EXCERPTED TEXT.
================

Consciousness implies the social reflection, when individual activity
is mediated by communication with other individuals. It is only
after a long way of development that an individual becomes able
to communicate with his or her self as if it were another person.
Therefore, in the primitive societies, an individual was hardly
separated from the community as a whole, and could not be a distinct
subject of activity. The first conscious thought probably was
the awareness of belonging to a definite community. Thus the
collective subjectivity dominates at the stages of human development,
and the universal division of labour characteristic of the capitalist
society may be considered as an objective mechanism of the formation
of a true individual consciousness, the last phase of the transition
from the primitive horde to the human society proper.
Another aspect is the way of the summation of individual wills in
the class will, and the independent actions of many individuals in
the class action. I suppose, this effect can be explained quite
materialistically. Thus, one may recall the concept of the residual
force in the Newtonian mechanics. A material body may interact
with many other bodies, and the effect of this interaction is
equivalent to the interaction with some fictitious body, which
does not exist for a side observer, while being quite real for
the body it acts upon. Each real body then may be characterised
with the contribution it makes into the residual force, and every
body may contribute to different residual forces, as it is
participating in many interactions. Physics knows many such
collective phenomena, including phonons in solids, holes
in semiconductors, solitons in hydrodynamics, autoionising states
in atoms. For example, a positron may be treated as a hole in the
electrodynamical vacuum, the absence of electron; however, the
rest of the vacuum moves as if there were a material particle
similar to electron, but with the opposite charge. This treatment
may be extended to consider all physical events as
collective effects. The distinction of the material and the
ideal thus becomes relative, as it should be in a consistently
dialectical approach.
Now, class struggle in the modern society may be thought of as
a residual force causing the changes in the social development.
Any relation between different social groups may contribute to
this force with either positive or negative sign, and thus be
evaluated from the class viewpoint. Consequently, each person's
activity can be evaluated in a more realistic way, independently
of the formal "membership" in one or another social
group. The same holds for the social groups themselves.
Of course, the existence of a "non-zero" residual
force assumes that the humanity is not in an equilibrium state,
and that it develops in an objective way. The idea of the objective
nature of the development of human society was the one of the basic
principles in the Marxist treatment of history.
Continuing the mechanical analogies, I can suggest that a class
is much like the centre of mass in a system of material bodies.
The whole system moves as if it were a real body placed in the point
of centre of mass. The interaction between any two systems of
material bodies, if they are distant enough, can generally be
reduced to the force acting between their centres of mass.
This analogy may be traced further, considering the deviations
from the point interaction between the two systems as the
internal strains within either of them. This accounts for
the splitting of classes observed in the actual class
struggle, the internal hierarchy of each class. The bourgeois
differ, as well as proletarians. The very principles of the
communist ideology have been formulated by the descendants from
the class of bourgeoisie, and this became possible due to the
strong interaction of classes causing the changes in their
internal structure.

================

DATASET EXTRACT.
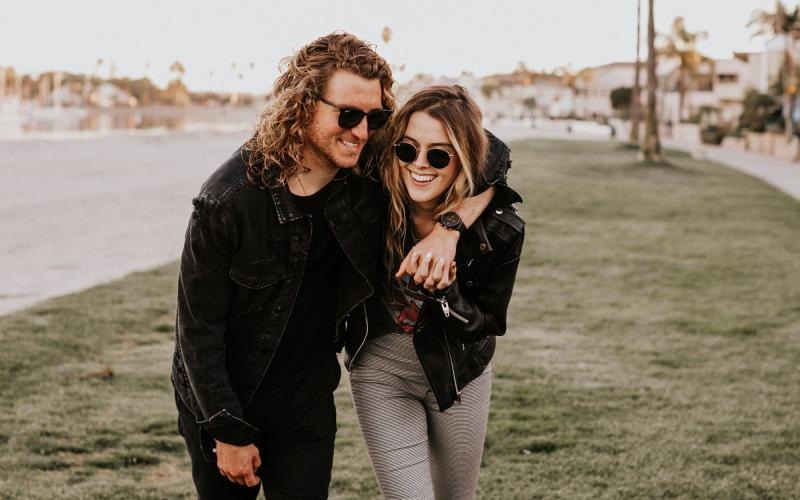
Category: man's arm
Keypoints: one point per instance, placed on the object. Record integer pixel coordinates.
(439, 247)
(203, 290)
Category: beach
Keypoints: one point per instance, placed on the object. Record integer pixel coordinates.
(84, 211)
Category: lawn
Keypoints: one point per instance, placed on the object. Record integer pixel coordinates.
(652, 352)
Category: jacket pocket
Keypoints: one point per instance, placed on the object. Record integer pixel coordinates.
(258, 274)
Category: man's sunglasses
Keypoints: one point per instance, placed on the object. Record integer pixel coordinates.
(350, 117)
(437, 158)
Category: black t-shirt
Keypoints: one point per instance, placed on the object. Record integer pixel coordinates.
(305, 361)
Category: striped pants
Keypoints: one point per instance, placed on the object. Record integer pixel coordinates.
(417, 451)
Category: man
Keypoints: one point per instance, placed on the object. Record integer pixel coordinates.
(281, 252)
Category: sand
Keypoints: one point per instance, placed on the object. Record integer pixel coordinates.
(76, 213)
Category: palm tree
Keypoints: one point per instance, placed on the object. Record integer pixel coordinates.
(636, 100)
(652, 146)
(785, 24)
(681, 44)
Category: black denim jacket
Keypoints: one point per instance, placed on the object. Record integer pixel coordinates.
(240, 271)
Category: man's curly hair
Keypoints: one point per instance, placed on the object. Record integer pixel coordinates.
(274, 152)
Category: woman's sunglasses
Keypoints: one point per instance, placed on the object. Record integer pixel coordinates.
(437, 158)
(350, 117)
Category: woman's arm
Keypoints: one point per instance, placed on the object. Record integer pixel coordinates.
(471, 317)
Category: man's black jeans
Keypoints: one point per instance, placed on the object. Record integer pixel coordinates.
(296, 438)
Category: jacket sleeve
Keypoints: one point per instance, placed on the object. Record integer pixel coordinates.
(471, 318)
(204, 288)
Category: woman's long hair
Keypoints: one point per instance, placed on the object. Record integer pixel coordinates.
(275, 150)
(461, 118)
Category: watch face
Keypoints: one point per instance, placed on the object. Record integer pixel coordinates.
(450, 219)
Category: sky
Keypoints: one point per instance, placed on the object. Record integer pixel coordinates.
(439, 37)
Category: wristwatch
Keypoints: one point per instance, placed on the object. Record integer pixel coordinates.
(451, 220)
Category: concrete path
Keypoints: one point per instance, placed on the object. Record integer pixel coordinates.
(76, 213)
(784, 175)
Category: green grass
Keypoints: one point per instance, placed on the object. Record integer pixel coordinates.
(652, 352)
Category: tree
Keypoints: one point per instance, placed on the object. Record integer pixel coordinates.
(636, 102)
(530, 104)
(681, 44)
(785, 24)
(652, 146)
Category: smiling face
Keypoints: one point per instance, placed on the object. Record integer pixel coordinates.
(425, 184)
(329, 146)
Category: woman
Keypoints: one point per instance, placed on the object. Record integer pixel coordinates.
(421, 378)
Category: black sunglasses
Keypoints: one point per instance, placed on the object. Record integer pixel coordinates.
(437, 158)
(350, 117)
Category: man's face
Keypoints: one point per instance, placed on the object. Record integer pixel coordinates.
(330, 146)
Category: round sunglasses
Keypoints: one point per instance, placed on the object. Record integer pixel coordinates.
(437, 157)
(350, 117)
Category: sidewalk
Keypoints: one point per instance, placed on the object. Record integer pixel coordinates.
(784, 175)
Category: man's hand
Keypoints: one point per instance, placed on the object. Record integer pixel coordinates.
(420, 263)
(238, 463)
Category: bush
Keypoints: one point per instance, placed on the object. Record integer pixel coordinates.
(712, 134)
(761, 111)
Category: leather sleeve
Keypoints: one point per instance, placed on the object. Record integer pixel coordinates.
(475, 316)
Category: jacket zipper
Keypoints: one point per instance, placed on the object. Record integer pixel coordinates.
(363, 340)
(452, 366)
(449, 312)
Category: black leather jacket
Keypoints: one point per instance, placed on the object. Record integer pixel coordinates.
(455, 333)
(241, 267)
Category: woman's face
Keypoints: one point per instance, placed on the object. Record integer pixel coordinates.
(424, 183)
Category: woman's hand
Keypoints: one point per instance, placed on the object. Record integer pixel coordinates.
(421, 261)
(439, 279)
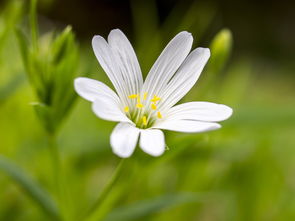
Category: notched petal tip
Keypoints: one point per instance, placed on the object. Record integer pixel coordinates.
(228, 111)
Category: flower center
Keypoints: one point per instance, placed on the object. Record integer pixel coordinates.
(141, 111)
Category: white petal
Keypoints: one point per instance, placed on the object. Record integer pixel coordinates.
(152, 141)
(91, 89)
(124, 139)
(187, 126)
(167, 63)
(128, 63)
(109, 63)
(201, 111)
(186, 77)
(109, 109)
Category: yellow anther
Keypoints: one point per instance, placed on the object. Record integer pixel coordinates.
(159, 115)
(126, 109)
(145, 95)
(132, 96)
(144, 120)
(155, 99)
(139, 105)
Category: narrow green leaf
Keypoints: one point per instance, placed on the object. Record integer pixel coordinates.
(39, 195)
(11, 87)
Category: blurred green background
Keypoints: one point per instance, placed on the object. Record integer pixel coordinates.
(244, 171)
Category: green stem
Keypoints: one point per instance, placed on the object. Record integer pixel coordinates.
(33, 23)
(57, 175)
(105, 192)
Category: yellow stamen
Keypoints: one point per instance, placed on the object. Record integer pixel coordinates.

================

REQUEST. Print the excerpt on class struggle word for word, from "Consciousness implies the" up to and including "human society proper.". The material bears no relation to the excerpt on class struggle.

IN RESPONSE.
Consciousness implies the social reflection, when individual activity
is mediated by communication with other individuals. It is only
after a long way of development that an individual becomes able
to communicate with his or her self as if it were another person.
Therefore, in the primitive societies, an individual was hardly
separated from the community as a whole, and could not be a distinct
subject of activity. The first conscious thought probably was
the awareness of belonging to a definite community. Thus the
collective subjectivity dominates at the stages of human development,
and the universal division of labour characteristic of the capitalist
society may be considered as an objective mechanism of the formation
of a true individual consciousness, the last phase of the transition
from the primitive horde to the human society proper.